Dataset entries:
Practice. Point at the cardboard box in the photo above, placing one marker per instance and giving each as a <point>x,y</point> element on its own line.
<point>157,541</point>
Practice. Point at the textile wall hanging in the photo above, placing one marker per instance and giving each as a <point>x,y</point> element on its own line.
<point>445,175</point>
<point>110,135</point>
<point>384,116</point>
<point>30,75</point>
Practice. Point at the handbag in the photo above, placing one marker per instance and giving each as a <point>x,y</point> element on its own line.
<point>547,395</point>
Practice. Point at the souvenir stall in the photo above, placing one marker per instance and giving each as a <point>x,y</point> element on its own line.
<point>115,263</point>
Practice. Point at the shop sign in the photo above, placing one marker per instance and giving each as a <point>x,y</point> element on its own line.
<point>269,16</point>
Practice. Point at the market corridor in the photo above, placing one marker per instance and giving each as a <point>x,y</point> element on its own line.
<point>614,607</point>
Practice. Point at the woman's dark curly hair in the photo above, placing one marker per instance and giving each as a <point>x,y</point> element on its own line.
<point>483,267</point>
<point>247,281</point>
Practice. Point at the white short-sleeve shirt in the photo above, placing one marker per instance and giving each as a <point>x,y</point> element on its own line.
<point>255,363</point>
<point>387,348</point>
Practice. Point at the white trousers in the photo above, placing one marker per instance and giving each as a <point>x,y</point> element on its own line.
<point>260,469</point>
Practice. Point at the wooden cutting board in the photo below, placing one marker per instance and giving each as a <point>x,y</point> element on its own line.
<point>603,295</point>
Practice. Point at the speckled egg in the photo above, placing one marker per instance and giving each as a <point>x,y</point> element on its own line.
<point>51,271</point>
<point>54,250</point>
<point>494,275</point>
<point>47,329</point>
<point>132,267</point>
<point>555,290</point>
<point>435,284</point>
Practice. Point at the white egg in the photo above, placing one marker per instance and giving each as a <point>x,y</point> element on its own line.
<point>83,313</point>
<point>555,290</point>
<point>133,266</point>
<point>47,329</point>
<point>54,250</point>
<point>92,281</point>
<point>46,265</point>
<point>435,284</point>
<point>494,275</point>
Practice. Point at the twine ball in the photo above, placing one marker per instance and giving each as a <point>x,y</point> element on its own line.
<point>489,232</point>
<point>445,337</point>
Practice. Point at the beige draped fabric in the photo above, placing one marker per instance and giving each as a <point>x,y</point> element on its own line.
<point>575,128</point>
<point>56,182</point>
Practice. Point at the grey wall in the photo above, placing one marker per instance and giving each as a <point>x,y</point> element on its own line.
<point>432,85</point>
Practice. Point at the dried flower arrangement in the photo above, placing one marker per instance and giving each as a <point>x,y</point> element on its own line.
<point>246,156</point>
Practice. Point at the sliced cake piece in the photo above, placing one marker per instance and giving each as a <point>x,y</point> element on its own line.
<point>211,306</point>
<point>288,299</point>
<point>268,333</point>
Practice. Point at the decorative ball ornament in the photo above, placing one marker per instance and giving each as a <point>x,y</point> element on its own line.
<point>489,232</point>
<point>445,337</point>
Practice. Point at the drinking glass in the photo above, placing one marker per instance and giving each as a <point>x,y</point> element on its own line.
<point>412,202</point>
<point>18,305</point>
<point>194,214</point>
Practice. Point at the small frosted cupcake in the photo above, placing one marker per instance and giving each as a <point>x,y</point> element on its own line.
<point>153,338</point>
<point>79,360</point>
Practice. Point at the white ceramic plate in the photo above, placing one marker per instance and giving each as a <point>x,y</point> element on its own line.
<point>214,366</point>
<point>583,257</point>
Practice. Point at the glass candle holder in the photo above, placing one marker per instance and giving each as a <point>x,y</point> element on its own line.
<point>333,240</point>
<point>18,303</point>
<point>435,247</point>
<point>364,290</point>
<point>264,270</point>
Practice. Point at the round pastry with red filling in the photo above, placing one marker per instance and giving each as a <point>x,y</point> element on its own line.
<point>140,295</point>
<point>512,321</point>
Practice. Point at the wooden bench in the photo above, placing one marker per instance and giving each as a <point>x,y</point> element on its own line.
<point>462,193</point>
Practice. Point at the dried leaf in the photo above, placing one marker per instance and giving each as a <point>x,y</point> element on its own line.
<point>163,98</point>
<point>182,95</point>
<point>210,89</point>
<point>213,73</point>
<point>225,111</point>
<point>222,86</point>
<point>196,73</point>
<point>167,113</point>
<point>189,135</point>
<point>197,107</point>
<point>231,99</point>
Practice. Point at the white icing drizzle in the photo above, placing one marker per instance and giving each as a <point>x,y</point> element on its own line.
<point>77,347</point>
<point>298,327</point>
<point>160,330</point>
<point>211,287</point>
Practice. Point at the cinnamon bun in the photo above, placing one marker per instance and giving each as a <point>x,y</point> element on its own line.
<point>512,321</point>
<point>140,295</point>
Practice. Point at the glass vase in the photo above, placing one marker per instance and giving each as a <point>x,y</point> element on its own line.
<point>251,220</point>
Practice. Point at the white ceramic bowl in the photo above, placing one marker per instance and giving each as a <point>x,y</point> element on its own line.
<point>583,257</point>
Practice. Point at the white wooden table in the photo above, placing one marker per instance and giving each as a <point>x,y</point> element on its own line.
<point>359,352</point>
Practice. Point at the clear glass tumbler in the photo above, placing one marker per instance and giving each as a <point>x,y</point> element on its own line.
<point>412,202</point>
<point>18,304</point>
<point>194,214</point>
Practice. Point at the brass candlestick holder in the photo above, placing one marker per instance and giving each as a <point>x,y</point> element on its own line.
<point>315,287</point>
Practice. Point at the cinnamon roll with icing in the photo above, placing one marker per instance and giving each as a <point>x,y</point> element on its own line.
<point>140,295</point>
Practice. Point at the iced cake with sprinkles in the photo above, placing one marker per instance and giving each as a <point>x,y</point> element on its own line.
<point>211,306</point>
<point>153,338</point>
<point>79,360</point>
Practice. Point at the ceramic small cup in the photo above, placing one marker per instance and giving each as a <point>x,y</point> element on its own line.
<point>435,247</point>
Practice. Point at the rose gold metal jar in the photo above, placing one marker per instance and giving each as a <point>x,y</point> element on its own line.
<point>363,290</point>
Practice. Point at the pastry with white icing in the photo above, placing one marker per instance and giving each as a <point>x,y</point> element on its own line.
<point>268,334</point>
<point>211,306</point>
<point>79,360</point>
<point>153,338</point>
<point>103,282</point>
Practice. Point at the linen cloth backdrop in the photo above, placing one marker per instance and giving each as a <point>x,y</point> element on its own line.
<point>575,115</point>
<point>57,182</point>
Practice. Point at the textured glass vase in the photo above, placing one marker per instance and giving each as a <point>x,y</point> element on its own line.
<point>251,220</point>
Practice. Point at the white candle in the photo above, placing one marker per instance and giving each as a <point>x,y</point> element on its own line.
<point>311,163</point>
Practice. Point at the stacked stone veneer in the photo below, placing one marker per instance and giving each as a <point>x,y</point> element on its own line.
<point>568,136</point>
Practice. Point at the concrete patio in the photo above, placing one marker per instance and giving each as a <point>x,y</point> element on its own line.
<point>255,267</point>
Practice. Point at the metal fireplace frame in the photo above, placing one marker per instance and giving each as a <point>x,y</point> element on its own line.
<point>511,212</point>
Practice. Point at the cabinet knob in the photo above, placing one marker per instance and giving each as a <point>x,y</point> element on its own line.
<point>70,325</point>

*INSTRUCTIONS FOR THE TASK:*
All the records above need to be set down again exactly as they were given.

*FINISHED TASK:*
Practice. Point at the cardboard box in the photo above, placing one marker per instance and giving each as a <point>x,y</point> element on its own line.
<point>157,541</point>
Practice. Point at the textile wall hanging in the photo above, placing one marker per instance and giving each as a <point>x,y</point> element on its own line.
<point>445,175</point>
<point>110,135</point>
<point>384,116</point>
<point>30,75</point>
Practice. Point at the handbag in the photo above, placing one marker per instance and giving each as a <point>x,y</point> element on its own line.
<point>547,395</point>
Practice. Point at the souvenir stall in the photo above, placing one marker per instance and giving each as a <point>x,y</point> element on its own line.
<point>115,263</point>
Practice. Point at the shop sign in the photo above, placing one marker per instance and giving each as a <point>x,y</point> element on its own line.
<point>269,16</point>
Practice. Point at the market corridor in the photo above, placing one marker per instance and giving each as a <point>x,y</point> element on its own line.
<point>614,607</point>
Practice. Point at the woman's dark curly hair in the photo above, placing one marker per instance and giving each as a <point>x,y</point> element on its own line.
<point>483,267</point>
<point>247,281</point>
Practice. Point at the white short-sleeve shirt in the photo above, placing one marker per instance and giving each as a <point>x,y</point> element on its own line.
<point>255,363</point>
<point>387,348</point>
Practice. Point at the white trousers in the photo above, placing one marker per instance and giving each as a <point>x,y</point> element on its own line.
<point>260,469</point>
Practice. Point at the wooden cutting board in the photo below, placing one marker per instance and giving each as a <point>x,y</point> element on its own line.
<point>603,295</point>
Practice. Point at the speckled egg in the photo above, placing one marker per instance and giving each as a <point>x,y</point> element on its own line.
<point>51,271</point>
<point>54,250</point>
<point>494,275</point>
<point>47,329</point>
<point>132,267</point>
<point>555,290</point>
<point>435,284</point>
Practice. Point at the white egg in the photo above, placing one marker per instance and giving each as a <point>x,y</point> element on its own line.
<point>83,313</point>
<point>555,290</point>
<point>133,266</point>
<point>47,329</point>
<point>54,250</point>
<point>92,281</point>
<point>46,265</point>
<point>435,284</point>
<point>494,275</point>
Practice. Point at the twine ball in the photo above, placing one marker per instance and giving each as a <point>x,y</point> element on its own line.
<point>489,232</point>
<point>445,337</point>
Practice. Point at the beige draped fabric in the photo above, placing one marker per instance and giving each as a <point>x,y</point> element on its own line.
<point>575,128</point>
<point>56,182</point>
Practice. Point at the grey wall in the photo above, placing one marker per instance and giving each as a <point>x,y</point> element on its own line.
<point>432,85</point>
Practice. Point at the dried flower arrangement in the photo above, placing one marker per instance and giving each as a <point>x,y</point> element on its own line.
<point>246,156</point>
Practice. Point at the sliced cake piece in the photo above, placing one marker per instance and giving each as a <point>x,y</point> element on its own line.
<point>211,306</point>
<point>288,299</point>
<point>268,333</point>
Practice. Point at the decorative ball ornament in the photo above, placing one marker per instance and giving each as a <point>x,y</point> element on its own line.
<point>489,232</point>
<point>445,337</point>
Practice. Point at the drinking glass in the photo above, placing one marker per instance and giving each as a <point>x,y</point> element on its own line.
<point>412,202</point>
<point>18,305</point>
<point>194,214</point>
Practice. Point at the small frosted cupcake in the photo above, placing one marker per instance and giving each as a <point>x,y</point> element on its own line.
<point>153,338</point>
<point>79,360</point>
Practice. Point at the white ceramic plate in the photo above, placing one marker per instance and giving each as a <point>x,y</point> element on its own line.
<point>214,366</point>
<point>583,257</point>
Practice. Point at the glass candle holder in the photo above, placing one marker per instance and giving each as a <point>x,y</point> element on its own line.
<point>333,240</point>
<point>18,303</point>
<point>435,247</point>
<point>364,290</point>
<point>264,270</point>
Practice. Point at the round pastry with red filling in the photo above, placing one marker per instance and giving each as a <point>x,y</point> element on its own line.
<point>140,295</point>
<point>512,321</point>
Practice. Point at the wooden bench in the photo above, placing one marker per instance and giving each as a <point>x,y</point> element on its own line.
<point>462,193</point>
Practice. Point at the dried leaf in the photo above, placing one marker per instance and giving each as a <point>x,y</point> element on its own line.
<point>163,98</point>
<point>182,95</point>
<point>210,89</point>
<point>213,73</point>
<point>225,111</point>
<point>222,86</point>
<point>196,73</point>
<point>167,113</point>
<point>189,135</point>
<point>197,107</point>
<point>231,99</point>
Practice. Point at the white icing drizzle in the photo above, placing one marker per instance and giving each as a <point>x,y</point> element on its own line.
<point>77,347</point>
<point>298,327</point>
<point>160,330</point>
<point>211,287</point>
Practice. Point at the cinnamon bun in the photo above, placing one marker per instance and giving each as a <point>x,y</point> element on its own line.
<point>512,321</point>
<point>140,295</point>
Practice. Point at the glass vase in the photo above, placing one marker per instance and giving each as a <point>x,y</point> element on its own line.
<point>251,220</point>
Practice. Point at the white ceramic bowl in the photo above, placing one marker per instance and giving each as a <point>x,y</point> element on its own line.
<point>583,257</point>
Practice. Point at the white wooden table in the photo above, placing one marker per instance and giving each as a <point>x,y</point> element on its own line.
<point>359,352</point>
Practice. Point at the clear glass tumbler in the photo above, placing one marker per instance and giving each as a <point>x,y</point> element on its own line.
<point>412,202</point>
<point>18,304</point>
<point>194,214</point>
Practice. Point at the brass candlestick holder in the photo above, placing one marker per instance and giving each as a <point>x,y</point> element on its own line.
<point>315,287</point>
Practice. Point at the cinnamon roll with icing in the photo above, placing one marker per instance and giving each as a <point>x,y</point> element on its own line.
<point>140,295</point>
Practice. Point at the iced cake with sprinkles in the photo above, placing one marker per instance and giving each as a <point>x,y</point> element on its own line.
<point>211,306</point>
<point>153,338</point>
<point>79,360</point>
Practice. Point at the ceramic small cup in the photo above, placing one marker per instance and giving each as a <point>x,y</point> element on its own line.
<point>435,247</point>
Practice. Point at the rose gold metal jar in the photo above, placing one marker per instance and giving each as a <point>x,y</point> element on its own line.
<point>363,290</point>
Practice. Point at the pastry with white icing in the photo above, placing one marker per instance and giving each as a <point>x,y</point> element on its own line.
<point>268,334</point>
<point>211,306</point>
<point>79,360</point>
<point>153,338</point>
<point>103,282</point>
Practice. Point at the linen cloth backdrop in the photo above, placing one marker per instance and giving each as a <point>x,y</point> element on its own line.
<point>575,115</point>
<point>57,182</point>
Practice. Point at the textured glass vase in the photo above, placing one marker per instance and giving each as a <point>x,y</point> element on its own line.
<point>251,220</point>
Practice. Point at the white candle in the photo above, placing one marker per instance and giving each as a <point>x,y</point> element on its own line.
<point>311,163</point>
Practice. Point at the stacked stone veneer in the photo below, placing one marker per instance and giving each as a <point>x,y</point> element on its own line.
<point>568,136</point>
Practice. Point at the concrete patio in the photo above, placing one marker per instance and giving each as a <point>x,y</point> element on its own line.
<point>255,267</point>
Practice. Point at the metal fireplace frame in the photo above, placing one marker per instance and giving each as a <point>x,y</point> element on its own line.
<point>511,212</point>
Practice. Point at the cabinet knob in the photo above, placing one marker per instance and giving each as a <point>x,y</point> element on its own line.
<point>70,325</point>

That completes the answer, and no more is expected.